> **Passage choisi**
◇ ◇ ◇ ◇ ◇

Sur une pièce de tissu, des hommes à l'ombre d'un grand acacia, jouent aux cartes, silencieusement.

Ici, une réserve à eau se dit "paoli"... Eau minérale en provision, ma réserve vitale. Sous le lit de ma case, au crépuscule, vu une blatte qui faisait la taille d'un lézard. Dans mon bagage, un masque balinais me sert à l'écraser sans remords, puis, enrobée du bout des doigts dans une feuille, à la jeter par la "fenêtre". L'embrasure, devrais-je écrire.

Pour être vus de loin, certains puits ont quatre minarets.

Des femmes en procession passent : avec des noix de coco sur des plateaux et des coupons de tissus multicolores.

Quel est-il donc, celui-ci ? Un pèlerin qui, portant un fanion rouge, va courir les chemins un mois durant. Il fera halte pour s'y recueillir, aux temples de la déesse Dourga.

Toujours à portée de main, Un Barbare en Asie, de H. Michaux, à la couverture cartonnée et toilée ; livre que j'annote à mesure, dessinant dans les marges, au stylo bille.

Des marchands riches (les "marwalis") et leurs riches demeures, des "havelis". Sourire ?

Il y a aussi des Indiens qui voyagent, pas vraiment pour le plaisir, bardés de matelas, draps, oreillers, en wagons climatisés, aussi chers que l'avion.

Des saris sèchent sur des épineux, léger vent. Ma chemise à carreaux bleu nuit achetée dans un bazar de Calcutta s'est déchirée sur le côté ; soupir, elle ne me collait pas à la peau (au propre), malgré la sueur, en continu. Qu’importe : vivre dans un présent de naissance, source d’intime félicité.

Le frigo du pauvre : jarres, cruches de couleur ocre ou grise et plus ou moins pansues, où l'eau reste fraîche. Plus loin, avec toute l'attention requise : transportés à bicyclette, des bidons de lait, percussions légères.

◇ ◇ ◇ ◇ ◇

> **Extrait de données**
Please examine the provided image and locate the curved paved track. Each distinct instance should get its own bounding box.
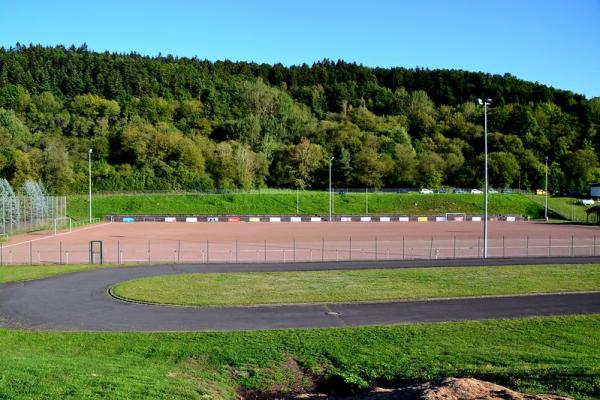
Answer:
[0,258,600,331]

◇ ◇ ◇ ◇ ◇

> **À faire**
[1] Renvoyez la partie du passage choisi qui commence par «Ici, une réserve» et se poursuit jusqu'à «ont quatre minarets.».
[2] Indiquez si chacune des affirmations suivantes concorde avec le passage choisi en répondant par oui ou par non, et citez à l'identique les mots du passage qui tranchent. (a) Une blatte est écrasée à l'aide d'un masque balinais. (b) La chemise à carreaux a été achetée dans un bazar de Delhi. (c) Les wagons climatisés coûtent moins cher que l'avion.

> **Solutions**
[1]
Ici, une réserve à eau se dit "paoli"... Eau minérale en provision, ma réserve vitale. Sous le lit de ma case, au crépuscule, vu une blatte qui faisait la taille d'un lézard. Dans mon bagage, un masque balinais me sert à l'écraser sans remords, puis, enrobée du bout des doigts dans une feuille, à la jeter par la "fenêtre". L'embrasure, devrais-je écrire.

Pour être vus de loin, certains puits ont quatre minarets.

[2]
(a) Oui : « un masque balinais me sert à l'écraser sans remords ».
(b) Non : « achetée dans un bazar de Calcutta ».
(c) Non : « en wagons climatisés, aussi chers que l'avion ».